▸ EXERCISE AIM:
Take the line containing "of the bicycle" and all lines after it to the end of the records, and output them exactly.

Natural language region descriptions:
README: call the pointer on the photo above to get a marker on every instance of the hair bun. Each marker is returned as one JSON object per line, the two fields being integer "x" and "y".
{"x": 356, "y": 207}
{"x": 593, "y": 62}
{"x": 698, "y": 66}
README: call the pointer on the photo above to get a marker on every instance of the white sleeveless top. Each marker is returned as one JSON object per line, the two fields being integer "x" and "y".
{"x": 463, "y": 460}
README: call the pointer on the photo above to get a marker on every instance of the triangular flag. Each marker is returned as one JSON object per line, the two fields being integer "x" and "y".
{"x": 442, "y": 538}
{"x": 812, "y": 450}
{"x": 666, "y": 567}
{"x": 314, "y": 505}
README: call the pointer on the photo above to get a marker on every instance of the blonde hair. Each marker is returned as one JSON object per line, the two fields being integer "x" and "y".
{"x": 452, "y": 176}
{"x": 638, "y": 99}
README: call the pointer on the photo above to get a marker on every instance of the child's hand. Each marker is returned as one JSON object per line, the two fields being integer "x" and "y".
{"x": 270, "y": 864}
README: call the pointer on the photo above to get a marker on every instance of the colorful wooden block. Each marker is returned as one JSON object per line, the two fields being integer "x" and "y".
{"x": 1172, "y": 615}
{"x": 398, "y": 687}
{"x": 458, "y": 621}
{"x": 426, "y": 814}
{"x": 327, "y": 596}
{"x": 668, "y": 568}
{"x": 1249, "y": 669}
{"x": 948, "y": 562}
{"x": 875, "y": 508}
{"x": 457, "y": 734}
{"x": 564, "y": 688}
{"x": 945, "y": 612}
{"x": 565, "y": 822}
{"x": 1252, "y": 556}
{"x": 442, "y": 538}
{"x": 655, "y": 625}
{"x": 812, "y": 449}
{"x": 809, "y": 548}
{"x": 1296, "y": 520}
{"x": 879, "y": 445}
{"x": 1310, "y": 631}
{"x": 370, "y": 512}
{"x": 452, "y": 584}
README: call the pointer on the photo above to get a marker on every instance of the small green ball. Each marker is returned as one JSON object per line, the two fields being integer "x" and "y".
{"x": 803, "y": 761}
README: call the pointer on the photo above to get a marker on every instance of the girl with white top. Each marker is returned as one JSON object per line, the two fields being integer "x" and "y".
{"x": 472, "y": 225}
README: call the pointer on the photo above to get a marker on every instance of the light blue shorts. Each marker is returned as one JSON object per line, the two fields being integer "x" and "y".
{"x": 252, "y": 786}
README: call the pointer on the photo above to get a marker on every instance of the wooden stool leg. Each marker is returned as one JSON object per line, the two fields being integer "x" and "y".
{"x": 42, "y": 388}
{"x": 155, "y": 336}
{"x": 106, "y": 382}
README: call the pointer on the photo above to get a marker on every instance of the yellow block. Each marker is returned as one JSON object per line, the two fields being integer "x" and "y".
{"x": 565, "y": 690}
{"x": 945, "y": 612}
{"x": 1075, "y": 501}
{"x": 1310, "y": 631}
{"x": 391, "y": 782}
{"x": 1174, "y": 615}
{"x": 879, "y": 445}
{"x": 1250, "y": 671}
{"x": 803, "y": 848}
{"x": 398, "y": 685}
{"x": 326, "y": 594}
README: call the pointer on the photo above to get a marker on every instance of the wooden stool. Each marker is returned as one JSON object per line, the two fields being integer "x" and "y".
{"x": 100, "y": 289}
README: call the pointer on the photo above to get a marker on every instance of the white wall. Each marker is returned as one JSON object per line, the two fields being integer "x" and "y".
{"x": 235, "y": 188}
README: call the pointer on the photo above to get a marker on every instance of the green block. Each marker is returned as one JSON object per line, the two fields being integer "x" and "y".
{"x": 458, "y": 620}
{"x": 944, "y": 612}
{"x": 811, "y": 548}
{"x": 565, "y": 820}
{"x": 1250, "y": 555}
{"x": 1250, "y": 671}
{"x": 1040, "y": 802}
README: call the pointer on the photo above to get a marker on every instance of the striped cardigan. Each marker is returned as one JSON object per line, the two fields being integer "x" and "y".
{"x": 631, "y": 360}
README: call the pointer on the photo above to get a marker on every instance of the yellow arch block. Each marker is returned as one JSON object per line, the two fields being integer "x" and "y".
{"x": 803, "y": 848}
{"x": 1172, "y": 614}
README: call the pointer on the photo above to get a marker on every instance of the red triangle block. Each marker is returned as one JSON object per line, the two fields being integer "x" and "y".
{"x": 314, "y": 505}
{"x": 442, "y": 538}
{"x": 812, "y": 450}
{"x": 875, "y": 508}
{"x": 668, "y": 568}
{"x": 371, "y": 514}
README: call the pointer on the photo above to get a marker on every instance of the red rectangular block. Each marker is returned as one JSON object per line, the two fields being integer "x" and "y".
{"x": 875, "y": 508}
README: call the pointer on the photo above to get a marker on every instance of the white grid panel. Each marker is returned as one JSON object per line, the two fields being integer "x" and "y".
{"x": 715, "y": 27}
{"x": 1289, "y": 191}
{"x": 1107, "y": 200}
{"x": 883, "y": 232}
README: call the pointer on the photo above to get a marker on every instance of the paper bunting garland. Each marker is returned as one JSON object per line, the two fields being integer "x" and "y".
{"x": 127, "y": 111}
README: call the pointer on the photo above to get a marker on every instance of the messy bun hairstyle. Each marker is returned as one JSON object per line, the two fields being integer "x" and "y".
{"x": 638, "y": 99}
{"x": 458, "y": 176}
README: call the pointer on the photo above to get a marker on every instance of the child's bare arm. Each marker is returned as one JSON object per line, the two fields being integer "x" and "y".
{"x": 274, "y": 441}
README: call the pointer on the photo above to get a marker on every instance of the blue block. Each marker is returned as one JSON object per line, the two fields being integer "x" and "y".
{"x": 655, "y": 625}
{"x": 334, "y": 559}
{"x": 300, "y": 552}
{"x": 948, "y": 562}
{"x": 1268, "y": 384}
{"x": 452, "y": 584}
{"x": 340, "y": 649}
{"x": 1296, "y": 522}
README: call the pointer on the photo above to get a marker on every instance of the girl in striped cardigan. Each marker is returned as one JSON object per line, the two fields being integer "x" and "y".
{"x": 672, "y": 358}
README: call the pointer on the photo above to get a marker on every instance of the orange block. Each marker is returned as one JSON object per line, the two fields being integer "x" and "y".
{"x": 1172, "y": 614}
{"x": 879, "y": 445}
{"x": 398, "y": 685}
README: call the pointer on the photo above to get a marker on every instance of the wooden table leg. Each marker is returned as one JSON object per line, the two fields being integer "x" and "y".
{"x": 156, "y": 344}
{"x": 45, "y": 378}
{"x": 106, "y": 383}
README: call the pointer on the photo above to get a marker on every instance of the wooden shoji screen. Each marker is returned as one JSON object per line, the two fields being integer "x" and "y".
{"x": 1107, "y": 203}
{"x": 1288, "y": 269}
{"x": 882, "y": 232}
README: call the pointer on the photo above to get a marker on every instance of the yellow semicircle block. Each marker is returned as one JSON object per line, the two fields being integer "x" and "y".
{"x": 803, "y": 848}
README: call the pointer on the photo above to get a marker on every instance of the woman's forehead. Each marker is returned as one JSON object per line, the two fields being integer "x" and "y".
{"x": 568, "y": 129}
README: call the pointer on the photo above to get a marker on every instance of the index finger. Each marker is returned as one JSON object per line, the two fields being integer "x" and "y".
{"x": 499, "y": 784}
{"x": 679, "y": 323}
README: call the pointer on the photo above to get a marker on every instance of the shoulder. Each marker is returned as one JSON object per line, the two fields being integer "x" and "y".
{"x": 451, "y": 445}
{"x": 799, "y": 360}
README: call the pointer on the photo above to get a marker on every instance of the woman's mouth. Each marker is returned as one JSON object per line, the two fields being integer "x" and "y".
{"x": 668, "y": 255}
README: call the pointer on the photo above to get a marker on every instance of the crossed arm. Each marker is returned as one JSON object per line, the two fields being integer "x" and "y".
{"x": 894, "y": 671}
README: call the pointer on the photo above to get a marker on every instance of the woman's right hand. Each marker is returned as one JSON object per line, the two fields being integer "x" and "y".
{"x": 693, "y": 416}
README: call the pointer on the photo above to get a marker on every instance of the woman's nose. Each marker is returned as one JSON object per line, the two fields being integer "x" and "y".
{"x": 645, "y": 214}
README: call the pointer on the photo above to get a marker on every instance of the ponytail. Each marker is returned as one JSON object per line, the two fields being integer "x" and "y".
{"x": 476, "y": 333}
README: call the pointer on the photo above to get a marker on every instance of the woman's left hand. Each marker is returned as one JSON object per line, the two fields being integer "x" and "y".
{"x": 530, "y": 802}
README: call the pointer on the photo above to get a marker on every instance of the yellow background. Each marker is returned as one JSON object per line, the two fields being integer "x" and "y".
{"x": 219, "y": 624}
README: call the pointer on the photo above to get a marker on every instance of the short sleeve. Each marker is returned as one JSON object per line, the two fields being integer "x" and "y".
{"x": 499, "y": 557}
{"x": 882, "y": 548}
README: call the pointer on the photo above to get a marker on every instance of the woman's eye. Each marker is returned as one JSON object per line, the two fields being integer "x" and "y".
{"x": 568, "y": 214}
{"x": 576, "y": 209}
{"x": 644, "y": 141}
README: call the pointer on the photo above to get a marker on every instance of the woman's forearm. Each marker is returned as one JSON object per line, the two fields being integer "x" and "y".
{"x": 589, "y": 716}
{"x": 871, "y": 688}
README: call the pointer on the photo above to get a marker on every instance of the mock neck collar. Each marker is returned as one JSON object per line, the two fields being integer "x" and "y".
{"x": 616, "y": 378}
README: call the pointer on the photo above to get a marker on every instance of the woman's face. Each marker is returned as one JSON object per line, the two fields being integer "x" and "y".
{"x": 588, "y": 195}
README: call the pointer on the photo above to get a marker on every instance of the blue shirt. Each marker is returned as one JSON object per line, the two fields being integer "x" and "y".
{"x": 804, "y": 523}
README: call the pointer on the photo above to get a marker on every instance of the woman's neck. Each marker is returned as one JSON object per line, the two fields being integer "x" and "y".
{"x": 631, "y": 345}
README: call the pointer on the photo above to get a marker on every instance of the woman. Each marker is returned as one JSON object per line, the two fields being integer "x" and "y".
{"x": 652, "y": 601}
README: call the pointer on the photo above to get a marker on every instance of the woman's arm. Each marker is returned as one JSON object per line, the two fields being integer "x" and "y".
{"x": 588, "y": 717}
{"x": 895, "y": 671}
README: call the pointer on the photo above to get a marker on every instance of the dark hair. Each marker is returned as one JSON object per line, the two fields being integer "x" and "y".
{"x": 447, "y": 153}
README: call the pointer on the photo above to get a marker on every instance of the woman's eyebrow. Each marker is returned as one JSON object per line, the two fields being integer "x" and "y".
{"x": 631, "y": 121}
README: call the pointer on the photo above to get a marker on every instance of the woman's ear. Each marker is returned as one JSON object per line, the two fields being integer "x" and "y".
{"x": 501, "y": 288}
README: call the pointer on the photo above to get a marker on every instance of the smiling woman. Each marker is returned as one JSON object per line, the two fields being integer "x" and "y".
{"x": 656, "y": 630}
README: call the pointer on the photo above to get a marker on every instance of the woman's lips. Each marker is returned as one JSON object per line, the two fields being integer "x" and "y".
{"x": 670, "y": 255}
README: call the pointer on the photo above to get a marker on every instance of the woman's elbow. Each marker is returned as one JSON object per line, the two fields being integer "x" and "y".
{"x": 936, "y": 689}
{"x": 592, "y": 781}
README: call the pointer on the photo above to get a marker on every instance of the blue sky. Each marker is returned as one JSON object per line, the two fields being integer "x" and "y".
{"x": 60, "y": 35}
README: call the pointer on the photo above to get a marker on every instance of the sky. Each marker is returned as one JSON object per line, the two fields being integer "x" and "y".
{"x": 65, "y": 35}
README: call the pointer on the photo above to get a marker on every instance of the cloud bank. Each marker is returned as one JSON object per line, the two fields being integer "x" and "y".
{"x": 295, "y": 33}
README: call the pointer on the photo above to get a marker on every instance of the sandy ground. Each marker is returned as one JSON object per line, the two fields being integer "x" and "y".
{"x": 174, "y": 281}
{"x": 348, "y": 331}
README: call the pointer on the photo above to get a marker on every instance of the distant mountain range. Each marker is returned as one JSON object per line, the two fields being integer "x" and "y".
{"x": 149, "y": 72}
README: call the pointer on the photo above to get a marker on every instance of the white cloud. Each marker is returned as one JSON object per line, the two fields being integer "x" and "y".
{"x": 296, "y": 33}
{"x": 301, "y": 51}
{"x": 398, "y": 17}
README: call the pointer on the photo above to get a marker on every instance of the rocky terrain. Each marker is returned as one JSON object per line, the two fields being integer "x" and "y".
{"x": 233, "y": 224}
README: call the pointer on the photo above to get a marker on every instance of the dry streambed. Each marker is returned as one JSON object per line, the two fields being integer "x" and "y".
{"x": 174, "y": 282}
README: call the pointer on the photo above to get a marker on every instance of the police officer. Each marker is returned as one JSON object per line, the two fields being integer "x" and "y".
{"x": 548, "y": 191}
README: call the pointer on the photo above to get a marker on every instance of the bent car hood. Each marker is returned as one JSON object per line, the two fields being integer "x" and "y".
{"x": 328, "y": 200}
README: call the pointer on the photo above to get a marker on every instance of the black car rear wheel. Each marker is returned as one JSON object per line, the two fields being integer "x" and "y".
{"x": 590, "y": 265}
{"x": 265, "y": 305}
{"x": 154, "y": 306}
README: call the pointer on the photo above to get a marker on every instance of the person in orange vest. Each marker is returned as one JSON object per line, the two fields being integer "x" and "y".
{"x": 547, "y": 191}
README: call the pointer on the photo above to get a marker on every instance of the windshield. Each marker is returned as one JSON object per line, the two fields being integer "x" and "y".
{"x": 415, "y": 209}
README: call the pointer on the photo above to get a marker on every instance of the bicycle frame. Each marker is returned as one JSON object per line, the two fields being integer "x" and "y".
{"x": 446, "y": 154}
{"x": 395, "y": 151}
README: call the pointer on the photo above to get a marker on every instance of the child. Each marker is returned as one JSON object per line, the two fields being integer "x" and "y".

▸ RESPONSE BELOW:
README: call the pointer on the photo above to get a marker on every instance of the bicycle frame. Each marker is returned as one JSON object per line, the two fields being integer "x" and "y".
{"x": 446, "y": 154}
{"x": 395, "y": 151}
README: call the pointer on the photo above to get a marker on every instance of the child. Each marker is returned as one JSON object per line, the two fields being integer "x" and "y".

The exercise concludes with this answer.